**Work instructions**
Lay out the lines of this material as a numbered list, skipping any blank lines.

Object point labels
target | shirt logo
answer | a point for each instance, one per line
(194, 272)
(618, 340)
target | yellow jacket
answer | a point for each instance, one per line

**Written answer**
1. target | shirt logo
2. answer | a point for each instance, one per line
3. (194, 272)
4. (618, 340)
5. target | yellow jacket
6. answer | a point for each instance, one per line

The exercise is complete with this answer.